▸ Provided text:
┌──
CHINA’S Safeguard anti-dumping investigation into imported beef will be extended by another two months, the country’s Ministry of Commerce announced yesterday.
Initially scheduled to be completed in late August, the investigation timeline was first extended by three months to November 26, due to the complexity of the case, the ministry said.
The process has now been push back again, to the end of January. China’s wholesale beef prices dropped with the announced delay in the investigation.
The Ministry launched the investigation in December last year, following complaints from cattle raisers in China after they faced significant price declines last year.
A request for an investigation came from China’s Animal Agriculture Association and nine associations representing major beef producing areas on behalf of domestic beef farmers. The investigation examined data from 2019 (around the time when exports from Australia started to escalate) to 2024.
After last year’s sharp price declines in domestic Chinese cattle, local cattle and beef prices have rebounded this year – but the local industry continues to struggle with excess processing capacity and a lack of a formal cow/calf sector.

Domestic Chinese beef production and prices are heavily impacted by the dairy industry, and China’s Ministry of Agriculture and Rural Affairs has reported milk prices remain down 3pc from a year ago. Beef prices are up 7pc from last year and mutton is up 2pc, while chicken prices are down 5pc and pork is down 20pc, on massive domestic production growth in the rebound after the African Swine Fever outbreak of some years ago. Sluggish consumer demand for meat protein reflects continued lack of Chinese consumer confidence, observers said.
└──
▸ The problem: Write the next part of the news report on China's beef import investigation, starting after its last sentence about sluggish consumer demand for meat protein.

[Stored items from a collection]
┌──
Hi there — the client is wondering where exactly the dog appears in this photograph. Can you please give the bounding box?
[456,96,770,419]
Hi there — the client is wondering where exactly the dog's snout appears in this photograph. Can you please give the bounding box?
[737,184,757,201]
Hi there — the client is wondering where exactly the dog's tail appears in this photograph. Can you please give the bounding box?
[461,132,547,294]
└──
┌──
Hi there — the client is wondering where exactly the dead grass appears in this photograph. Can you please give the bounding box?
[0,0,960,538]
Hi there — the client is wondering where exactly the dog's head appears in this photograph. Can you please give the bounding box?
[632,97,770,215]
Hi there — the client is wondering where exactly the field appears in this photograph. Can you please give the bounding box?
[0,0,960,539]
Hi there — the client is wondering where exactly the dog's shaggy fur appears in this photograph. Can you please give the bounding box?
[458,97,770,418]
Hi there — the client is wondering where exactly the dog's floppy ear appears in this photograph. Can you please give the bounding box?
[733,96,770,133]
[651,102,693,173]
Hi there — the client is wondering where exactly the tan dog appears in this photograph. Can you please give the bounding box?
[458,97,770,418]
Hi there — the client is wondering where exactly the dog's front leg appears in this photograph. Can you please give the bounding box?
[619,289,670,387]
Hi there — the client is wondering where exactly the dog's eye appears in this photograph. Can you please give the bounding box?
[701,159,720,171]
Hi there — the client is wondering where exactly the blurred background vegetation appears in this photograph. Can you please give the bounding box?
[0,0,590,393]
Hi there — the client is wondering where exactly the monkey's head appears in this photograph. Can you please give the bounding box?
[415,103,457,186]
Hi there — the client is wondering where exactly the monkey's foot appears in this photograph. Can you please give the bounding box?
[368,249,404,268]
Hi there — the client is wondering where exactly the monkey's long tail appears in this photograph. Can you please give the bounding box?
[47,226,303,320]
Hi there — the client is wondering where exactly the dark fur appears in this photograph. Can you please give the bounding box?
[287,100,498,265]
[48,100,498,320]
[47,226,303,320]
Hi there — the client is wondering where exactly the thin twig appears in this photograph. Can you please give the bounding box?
└──
▸ Solved problem:
Twenty two beef suppliers were affected by the current Government probe into meat imports, mainly from Brazil, Argentina and Uruguay, as well as Australia and New Zealand. Imports of products under investigation accounted for 31pc of the overall Chinese beef market, the ministry said.
While China’s investigation is not country-specific, Brazil is clearly the biggest influence on the country’s imported beef market, exporting 167,000t to China last month, up 31pc year-on-year. In comparison Australia in October exported only 24,000t, still up 28pc on the same time last year, but the lowest since March.
US exports to China have virtually disappeared this year, due to both tariff actions and plant licence renewal delays, which have seen more than 300 US meat packing plants left without access since March. US exports last month were only 402t, the lowest since 2018 when the market first started to emerge.
Overall, China imported 490,000t of red and white meat protein and offals last month, and for the first ten months of the year, 5.23 million tonnes. Beef alone accounted for 2.4 million tonnes.
Australia has submitted that with our relatively small share of the import market in China, our product’s impact on the Chinese domestic cattle market is small. That’s especially so given the different segments the two products sit in, with Australian exports skewed towards grainfed and chilled.
Brazil’s massive export volumes to China are seen as the real culprit in any domestic market disturbance.
“The next few weeks are a busy political period in China, and many major beef trade partners will also be observing major holidays in December, so it could be that everyone needs the extra weeks for finalising the investigation,” a China trade source said.
Chinese authorities have ramped-up policy support for the livestock sector this year. In July, an agriculture ministry official said that beef cattle farming had been “generally profitable” for three consecutive months.
Last Friday, the ministry said it would aim to consolidate and expand the effects of support measures for beef cattle while promoting a rapid recovery in dairy cow production.
Domestic Chinese cattle prices held steady at 25.6 yuan per kilogram this week, up from 23.7 yuan during the same period last year.